Records provided:

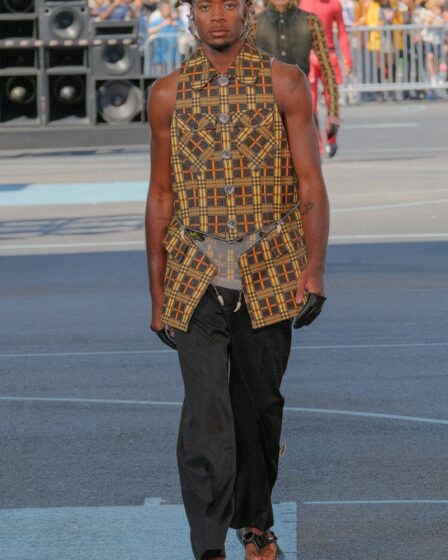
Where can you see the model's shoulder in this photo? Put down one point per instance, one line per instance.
(288, 82)
(162, 99)
(284, 73)
(166, 85)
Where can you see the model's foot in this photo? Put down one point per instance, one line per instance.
(331, 149)
(252, 552)
(269, 552)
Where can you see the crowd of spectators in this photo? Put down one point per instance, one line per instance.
(167, 23)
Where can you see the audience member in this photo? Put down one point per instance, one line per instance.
(166, 28)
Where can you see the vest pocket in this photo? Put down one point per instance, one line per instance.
(196, 141)
(254, 136)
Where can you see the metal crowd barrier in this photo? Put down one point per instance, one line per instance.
(385, 58)
(395, 58)
(164, 52)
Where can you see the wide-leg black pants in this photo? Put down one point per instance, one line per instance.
(229, 434)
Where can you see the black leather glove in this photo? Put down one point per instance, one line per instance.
(310, 311)
(165, 336)
(332, 131)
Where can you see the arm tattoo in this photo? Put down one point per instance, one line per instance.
(293, 83)
(307, 208)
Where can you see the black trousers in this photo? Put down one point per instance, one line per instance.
(229, 434)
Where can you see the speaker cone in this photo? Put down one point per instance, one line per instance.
(66, 23)
(21, 89)
(68, 89)
(119, 101)
(117, 59)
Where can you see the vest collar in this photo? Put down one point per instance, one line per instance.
(245, 67)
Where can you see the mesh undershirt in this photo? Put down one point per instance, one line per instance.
(225, 254)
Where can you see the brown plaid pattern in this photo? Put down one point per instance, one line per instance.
(270, 270)
(188, 273)
(232, 174)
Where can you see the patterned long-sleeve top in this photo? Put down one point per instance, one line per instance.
(290, 36)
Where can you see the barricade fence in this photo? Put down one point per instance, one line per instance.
(398, 58)
(385, 58)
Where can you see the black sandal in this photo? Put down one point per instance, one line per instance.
(260, 541)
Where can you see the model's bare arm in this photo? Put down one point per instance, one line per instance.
(159, 206)
(293, 98)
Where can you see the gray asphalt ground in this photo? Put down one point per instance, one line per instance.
(89, 399)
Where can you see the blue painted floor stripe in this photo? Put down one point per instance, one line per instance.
(153, 531)
(73, 193)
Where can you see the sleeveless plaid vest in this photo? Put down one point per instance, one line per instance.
(232, 174)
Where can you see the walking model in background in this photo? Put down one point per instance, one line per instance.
(291, 34)
(330, 13)
(236, 189)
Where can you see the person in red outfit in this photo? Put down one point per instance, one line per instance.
(330, 13)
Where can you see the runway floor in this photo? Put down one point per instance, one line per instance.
(90, 400)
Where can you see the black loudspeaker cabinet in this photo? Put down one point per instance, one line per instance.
(18, 26)
(68, 99)
(20, 94)
(118, 101)
(110, 29)
(115, 59)
(63, 21)
(146, 86)
(17, 6)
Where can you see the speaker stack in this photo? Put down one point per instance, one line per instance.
(116, 65)
(59, 67)
(20, 83)
(64, 31)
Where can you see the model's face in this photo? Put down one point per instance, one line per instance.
(219, 22)
(280, 5)
(165, 10)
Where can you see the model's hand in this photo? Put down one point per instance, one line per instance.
(166, 335)
(309, 311)
(311, 281)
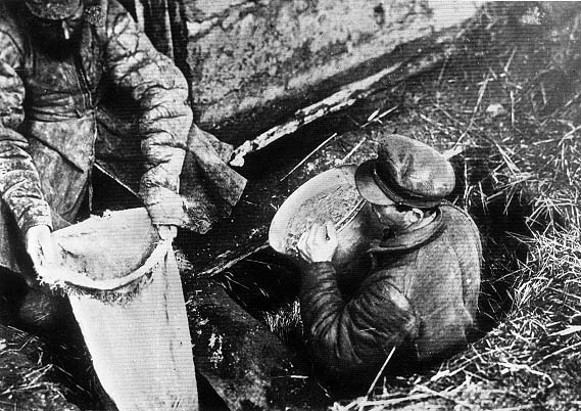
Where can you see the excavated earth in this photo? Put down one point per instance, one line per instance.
(232, 281)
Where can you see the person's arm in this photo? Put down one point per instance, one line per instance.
(162, 94)
(20, 186)
(355, 335)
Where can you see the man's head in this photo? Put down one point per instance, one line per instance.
(56, 22)
(406, 182)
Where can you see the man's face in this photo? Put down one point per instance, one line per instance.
(58, 33)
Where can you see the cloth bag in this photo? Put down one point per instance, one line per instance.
(125, 290)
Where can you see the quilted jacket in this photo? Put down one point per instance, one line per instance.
(420, 297)
(48, 118)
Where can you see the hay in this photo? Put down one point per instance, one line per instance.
(520, 172)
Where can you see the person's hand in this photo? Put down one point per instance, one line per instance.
(167, 232)
(40, 248)
(318, 244)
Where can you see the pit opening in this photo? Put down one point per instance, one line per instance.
(266, 283)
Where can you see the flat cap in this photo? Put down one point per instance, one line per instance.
(405, 172)
(53, 9)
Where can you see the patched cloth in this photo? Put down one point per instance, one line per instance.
(406, 172)
(420, 296)
(47, 144)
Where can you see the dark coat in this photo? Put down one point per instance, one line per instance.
(420, 296)
(48, 120)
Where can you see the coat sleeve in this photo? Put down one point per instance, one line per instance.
(20, 186)
(161, 92)
(346, 337)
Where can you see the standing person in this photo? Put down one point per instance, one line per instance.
(418, 300)
(57, 57)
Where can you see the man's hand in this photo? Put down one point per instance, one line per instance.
(318, 244)
(167, 232)
(40, 247)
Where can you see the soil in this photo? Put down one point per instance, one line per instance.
(526, 68)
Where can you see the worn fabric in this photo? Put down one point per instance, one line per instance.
(420, 296)
(48, 103)
(406, 172)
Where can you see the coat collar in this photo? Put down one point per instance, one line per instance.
(409, 239)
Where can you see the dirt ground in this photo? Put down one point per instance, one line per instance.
(510, 101)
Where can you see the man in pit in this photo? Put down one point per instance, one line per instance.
(416, 301)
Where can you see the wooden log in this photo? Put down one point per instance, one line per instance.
(346, 97)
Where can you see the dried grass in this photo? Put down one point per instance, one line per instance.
(530, 154)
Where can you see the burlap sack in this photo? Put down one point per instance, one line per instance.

What to do: Return every line from the one holding "Where can you see the person's hand" through the end of the data, exactly as it appears, with both ends kept and nothing else.

Reply to the exercise:
Where can you see the person's hand in this photo? Put down one point per instance, one line per instance.
(167, 232)
(40, 248)
(318, 244)
Where can you see the pit opening in this photo? Put down one point per instance, one line per instance.
(266, 283)
Where can you see the flat cap in this photo? Put down one point per instance, one line per instance.
(405, 172)
(53, 9)
Where can you see the patched cloth in this photo? Put down one point per instance, one line per instance.
(406, 172)
(420, 296)
(47, 144)
Where can you see the dark coat in this photo? Put down one point per instance, one line per instance.
(420, 296)
(48, 120)
Where can you see the coat sleeve in this photo? Put down one point per instance, one line per instance.
(20, 186)
(161, 92)
(346, 337)
Where can you see the standing person in this photo? Put down one point per instance, one line per instance.
(418, 300)
(57, 57)
Where can you see the man's hand in this photo? Put down one point per instance, one line per instance.
(318, 244)
(167, 232)
(40, 247)
Where can you see the soil in this photo? Put down one point per instance, one line per instance.
(526, 68)
Where can you see the worn fabric in this photo? Put down one point per instance, one line per instance.
(420, 296)
(48, 103)
(406, 172)
Where can you see the coat collar in this photo? Put down one point per instance, one line per instance.
(409, 239)
Where can you see the dirt ground in this photo? Put down one point per instance, one line per instance.
(510, 101)
Where can you see the man in pit in this photo? Put down one point per instance, one line per instance.
(416, 301)
Where can you see the wooden log in this photo? Put down one point per instance, one line per instance.
(346, 97)
Where can you see the dried grass in this photo? Put down one point per instance, one line per instance.
(530, 154)
Where can you see the burlap sack in this photo? Put down one point per instance, one line per instance.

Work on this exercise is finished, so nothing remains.